* ПИСЬМЕННОЕ ЗАДАНИЕ A:
Напечатайте дословно отрывок из текста о Харпере, начиная со слов «Одобрение Харпером советского» и далее до слов «1945: 145–146, 151–152].» включительно.

* ФРАГМЕНТ СТРАНИЦЫ:
════════════════

Шрифт:
Закладка:
В отличие от Мерриама, Харпер пересмотрел свое отношение к СССР, изучая его с точки зрения гражданского воспитания. В газетных статьях, написанных по его возвращении, Харпер дал самую высокую оценку советской деятельности по «воспитанию» крестьянства посредством образования. Благодаря этой деятельности, продолжал Харпер, советскую деревню заселил «новый тип крестьян». Их нельзя было назвать невежественными или запуганными, как их предшественников, эти новые крестьяне были «четко говорящими, недовольными и полными надежд» на будущее. Однако в своих статьях об этом явлении Харпер либо не слышал, либо не снизошел до того, чтобы услышать этих крестьян: он мало вдавался в содержание критики крестьян в адрес правительства, но тем не менее приписывал правительству недавно обретенную способность сельского населения четко говорить о своих недовольствах[272].
Одобрение Харпером советского правительства вскоре вышло за рамки образовательных функций, которые он намеревался изучать. Перемены в сельской России произвели на него большое впечатление. Его привел в сельскую местность американский журналист Морис Хиндус (сам родившийся в деревне в Белоруссии), и он был поражен сохранением в деревнях «крайней отсталости». Однако он также обнаружил множество свидетельств «оживления экономической жизни». Вклад в модернизацию России Харпер приписывал большевистским институтам, таким как Красная армия. Вернувшиеся солдаты, как он заметил, принесли в свои родные деревни не только новые идеи, но и новые потребительские товары; благодаря этим солдатам, например, футбол вытеснил драки между селами как «главный вид спорта сельской России» [Harper 1945: 145–146, 151–152].
Кроме того, Харпер связал гражданское воспитание с экономической политикой, восхваляя новую систему превращения русского крестьянина в «формирующегося гражданина». Коллективное сельское хозяйство, утверждал он, также помогло произвести на свет новых ясно говорящих крестьян. Когда на высоком уровне разгорелись дебаты по поводу экономической политики, Харпер как раз находился в Москве, и он встал на сторону большевистских лидеров, которые настаивали на быстрых преобразованиях. Он одобрил новую советскую цель «реконструкции», а не просто «восстановления» промышленности, заключив, что новой задачей государства должна быть «индустриализация России». Харпер также одобрял более интенсивные действия для достижения этой цели, учитывая, что «экономические возможности новой экономической политики <…> исчерпаны»[273]. Только посредством индустриализации, добавил он, Советы могли бы завершить культурную трансформацию крестьянства. Эта точка зрения разительно отличалась от оппозиции большевикам, которой он придерживался ранее. Таким образом, прямым результатом его взаимодействия с социологами стало то, что теперь он видел миссию большевиков в социальных и политических преобразованиях. Научившись у Мерриама новым аналитическим инструментам из области политологии, Харпер теперь запел по-другому.

════════════════

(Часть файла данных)
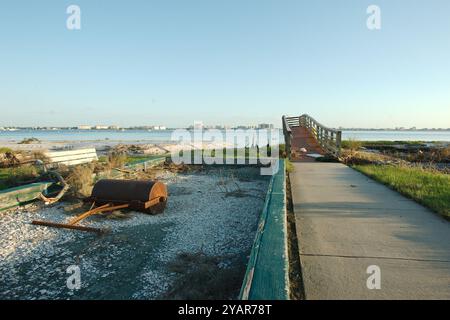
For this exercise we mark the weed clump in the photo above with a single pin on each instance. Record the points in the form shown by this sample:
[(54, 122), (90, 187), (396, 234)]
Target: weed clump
[(200, 276)]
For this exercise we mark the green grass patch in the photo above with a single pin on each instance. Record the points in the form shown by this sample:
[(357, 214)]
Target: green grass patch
[(429, 188)]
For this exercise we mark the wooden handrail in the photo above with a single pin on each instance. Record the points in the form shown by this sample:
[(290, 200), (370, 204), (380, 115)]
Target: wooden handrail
[(329, 139)]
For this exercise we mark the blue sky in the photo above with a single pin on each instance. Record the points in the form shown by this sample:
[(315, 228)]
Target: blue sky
[(225, 62)]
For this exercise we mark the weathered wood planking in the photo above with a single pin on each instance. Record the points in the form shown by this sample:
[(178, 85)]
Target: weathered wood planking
[(72, 157)]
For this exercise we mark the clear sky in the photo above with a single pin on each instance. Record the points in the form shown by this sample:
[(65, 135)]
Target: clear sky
[(225, 62)]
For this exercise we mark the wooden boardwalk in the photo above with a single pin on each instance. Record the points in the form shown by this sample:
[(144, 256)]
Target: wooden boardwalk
[(347, 223)]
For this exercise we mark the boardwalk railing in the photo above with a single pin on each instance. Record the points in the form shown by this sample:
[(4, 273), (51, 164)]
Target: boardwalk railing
[(329, 139)]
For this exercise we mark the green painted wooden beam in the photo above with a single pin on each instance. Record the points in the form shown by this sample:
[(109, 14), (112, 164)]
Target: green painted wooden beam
[(13, 197)]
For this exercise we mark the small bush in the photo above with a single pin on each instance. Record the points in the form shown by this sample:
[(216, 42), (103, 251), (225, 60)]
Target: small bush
[(19, 175), (352, 144)]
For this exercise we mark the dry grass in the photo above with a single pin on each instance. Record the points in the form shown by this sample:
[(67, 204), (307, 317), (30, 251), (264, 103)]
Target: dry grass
[(428, 187)]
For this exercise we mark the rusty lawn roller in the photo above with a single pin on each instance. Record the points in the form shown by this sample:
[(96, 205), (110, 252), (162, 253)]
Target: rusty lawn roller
[(108, 195)]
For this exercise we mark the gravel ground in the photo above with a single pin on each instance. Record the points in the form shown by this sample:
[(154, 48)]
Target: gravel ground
[(214, 211)]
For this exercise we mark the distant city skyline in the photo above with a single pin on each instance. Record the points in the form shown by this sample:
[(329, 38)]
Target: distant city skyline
[(225, 62)]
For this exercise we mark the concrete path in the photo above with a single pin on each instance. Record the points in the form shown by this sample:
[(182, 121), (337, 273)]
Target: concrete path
[(346, 222)]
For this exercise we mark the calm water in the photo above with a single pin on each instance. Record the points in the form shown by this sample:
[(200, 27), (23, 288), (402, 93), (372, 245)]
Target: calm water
[(165, 136)]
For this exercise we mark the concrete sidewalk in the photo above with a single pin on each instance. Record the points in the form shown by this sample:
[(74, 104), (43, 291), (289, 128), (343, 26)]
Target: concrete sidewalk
[(346, 222)]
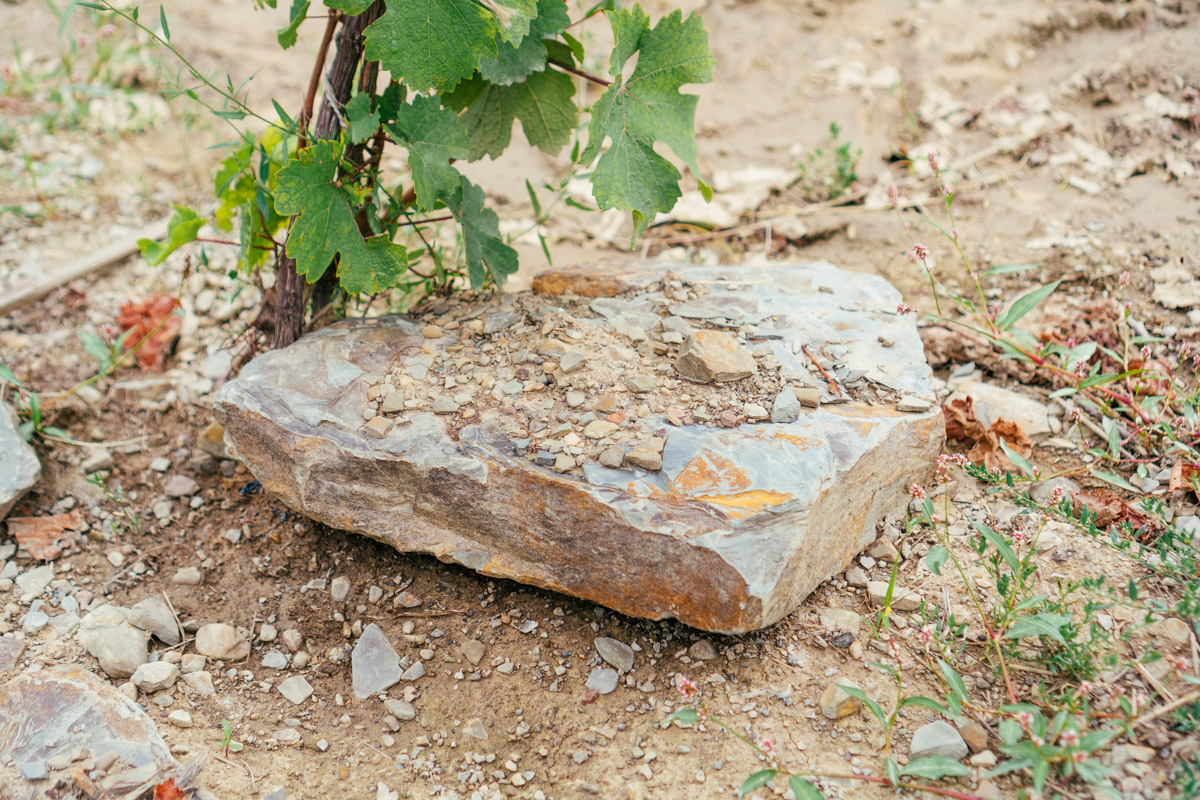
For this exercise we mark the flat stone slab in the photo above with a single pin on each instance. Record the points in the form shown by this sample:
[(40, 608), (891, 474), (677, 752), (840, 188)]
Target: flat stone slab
[(474, 452)]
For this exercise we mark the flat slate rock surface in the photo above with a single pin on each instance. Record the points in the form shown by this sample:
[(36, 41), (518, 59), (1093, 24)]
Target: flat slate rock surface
[(738, 525)]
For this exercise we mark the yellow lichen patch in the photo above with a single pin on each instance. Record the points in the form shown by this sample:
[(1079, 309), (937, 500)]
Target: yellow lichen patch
[(745, 504), (803, 443), (708, 471)]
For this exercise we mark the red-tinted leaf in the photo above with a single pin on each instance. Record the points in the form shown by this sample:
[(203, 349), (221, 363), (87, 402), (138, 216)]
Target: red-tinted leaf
[(45, 537), (144, 317)]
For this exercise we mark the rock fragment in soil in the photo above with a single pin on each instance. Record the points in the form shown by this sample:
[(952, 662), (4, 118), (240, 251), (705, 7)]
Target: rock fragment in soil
[(119, 647), (295, 689), (937, 738), (714, 358), (618, 654), (154, 617), (221, 642), (751, 518), (19, 468), (65, 709), (603, 680), (837, 702), (375, 663)]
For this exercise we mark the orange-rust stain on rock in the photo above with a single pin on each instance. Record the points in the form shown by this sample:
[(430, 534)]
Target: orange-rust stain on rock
[(708, 471), (803, 443), (745, 504), (862, 409)]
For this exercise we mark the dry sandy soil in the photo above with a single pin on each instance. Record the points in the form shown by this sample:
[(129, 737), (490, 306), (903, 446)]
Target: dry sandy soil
[(1069, 131)]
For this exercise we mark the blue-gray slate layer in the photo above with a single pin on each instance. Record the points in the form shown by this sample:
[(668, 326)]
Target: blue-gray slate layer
[(735, 531)]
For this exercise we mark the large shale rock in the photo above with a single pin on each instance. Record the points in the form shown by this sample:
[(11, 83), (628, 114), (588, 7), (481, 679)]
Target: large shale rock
[(735, 530)]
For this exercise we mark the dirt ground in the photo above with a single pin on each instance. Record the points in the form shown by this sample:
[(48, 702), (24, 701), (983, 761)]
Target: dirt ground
[(1071, 133)]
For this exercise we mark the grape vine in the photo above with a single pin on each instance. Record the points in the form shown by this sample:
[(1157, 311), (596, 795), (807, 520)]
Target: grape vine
[(313, 194)]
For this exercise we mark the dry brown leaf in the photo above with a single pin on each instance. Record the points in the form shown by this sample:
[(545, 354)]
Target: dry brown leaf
[(144, 317), (961, 425), (45, 537), (1183, 475)]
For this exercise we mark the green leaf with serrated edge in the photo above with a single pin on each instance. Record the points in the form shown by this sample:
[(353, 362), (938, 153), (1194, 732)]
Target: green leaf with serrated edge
[(935, 558), (1024, 305), (513, 18), (1006, 269), (381, 270), (486, 254), (1001, 546), (543, 102), (755, 781), (352, 7), (804, 789), (646, 108), (431, 43), (1049, 625), (287, 36), (183, 228), (892, 770), (857, 693), (433, 136), (685, 716), (513, 64), (364, 122), (324, 223), (935, 767)]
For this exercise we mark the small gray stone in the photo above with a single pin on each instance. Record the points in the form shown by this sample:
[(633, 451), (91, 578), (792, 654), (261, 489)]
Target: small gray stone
[(155, 677), (785, 408), (10, 651), (187, 576), (154, 617), (473, 650), (97, 459), (295, 689), (616, 653), (475, 728), (375, 663), (275, 660), (937, 738), (603, 680), (19, 468), (221, 642), (180, 486)]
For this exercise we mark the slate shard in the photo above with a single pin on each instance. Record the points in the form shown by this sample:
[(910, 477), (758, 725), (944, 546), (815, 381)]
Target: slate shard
[(751, 518)]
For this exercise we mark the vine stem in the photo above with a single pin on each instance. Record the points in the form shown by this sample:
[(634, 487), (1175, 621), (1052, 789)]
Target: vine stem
[(318, 66), (595, 79)]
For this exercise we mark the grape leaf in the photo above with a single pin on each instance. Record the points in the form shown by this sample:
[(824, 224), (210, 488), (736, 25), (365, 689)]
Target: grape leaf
[(646, 108), (384, 264), (431, 43), (287, 36), (513, 64), (352, 7), (433, 137), (183, 228), (324, 222), (363, 121), (543, 102), (513, 17), (486, 254)]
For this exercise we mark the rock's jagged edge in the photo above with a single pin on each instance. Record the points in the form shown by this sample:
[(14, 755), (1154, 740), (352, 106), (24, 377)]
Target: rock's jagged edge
[(714, 540)]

════════════════

* ПИСЬМЕННОЕ ЗАДАНИЕ B:
Выведите без изменений строки записей, начиная со строки с «For this exercise we mark the concrete sidewalk» и далее до строки с «[(474, 452)]» включительно. Изображения в ответ не включайте.

* ПРАВИЛЬНЫЙ ОТВЕТ A:
Одобрение Харпером советского правительства вскоре вышло за рамки образовательных функций, которые он намеревался изучать. Перемены в сельской России произвели на него большое впечатление. Его привел в сельскую местность американский журналист Морис Хиндус (сам родившийся в деревне в Белоруссии), и он был поражен сохранением в деревнях «крайней отсталости». Однако он также обнаружил множество свидетельств «оживления экономической жизни». Вклад в модернизацию России Харпер приписывал большевистским институтам, таким как Красная армия. Вернувшиеся солдаты, как он заметил, принесли в свои родные деревни не только новые идеи, но и новые потребительские товары; благодаря этим солдатам, например, футбол вытеснил драки между селами как «главный вид спорта сельской России» [Harper 1945: 145–146, 151–152].

* ПРАВИЛЬНЫЙ ОТВЕТ B:
For this exercise we mark the concrete sidewalk in the photo above with a single pin on each instance. Record the points in the form shown by this sample:
[(74, 104), (43, 291), (289, 128), (343, 26)]
Target: concrete sidewalk
[(346, 222)]
For this exercise we mark the flat stone slab in the photo above with a single pin on each instance. Record the points in the form shown by this sample:
[(40, 608), (891, 474), (677, 752), (840, 188)]
Target: flat stone slab
[(474, 452)]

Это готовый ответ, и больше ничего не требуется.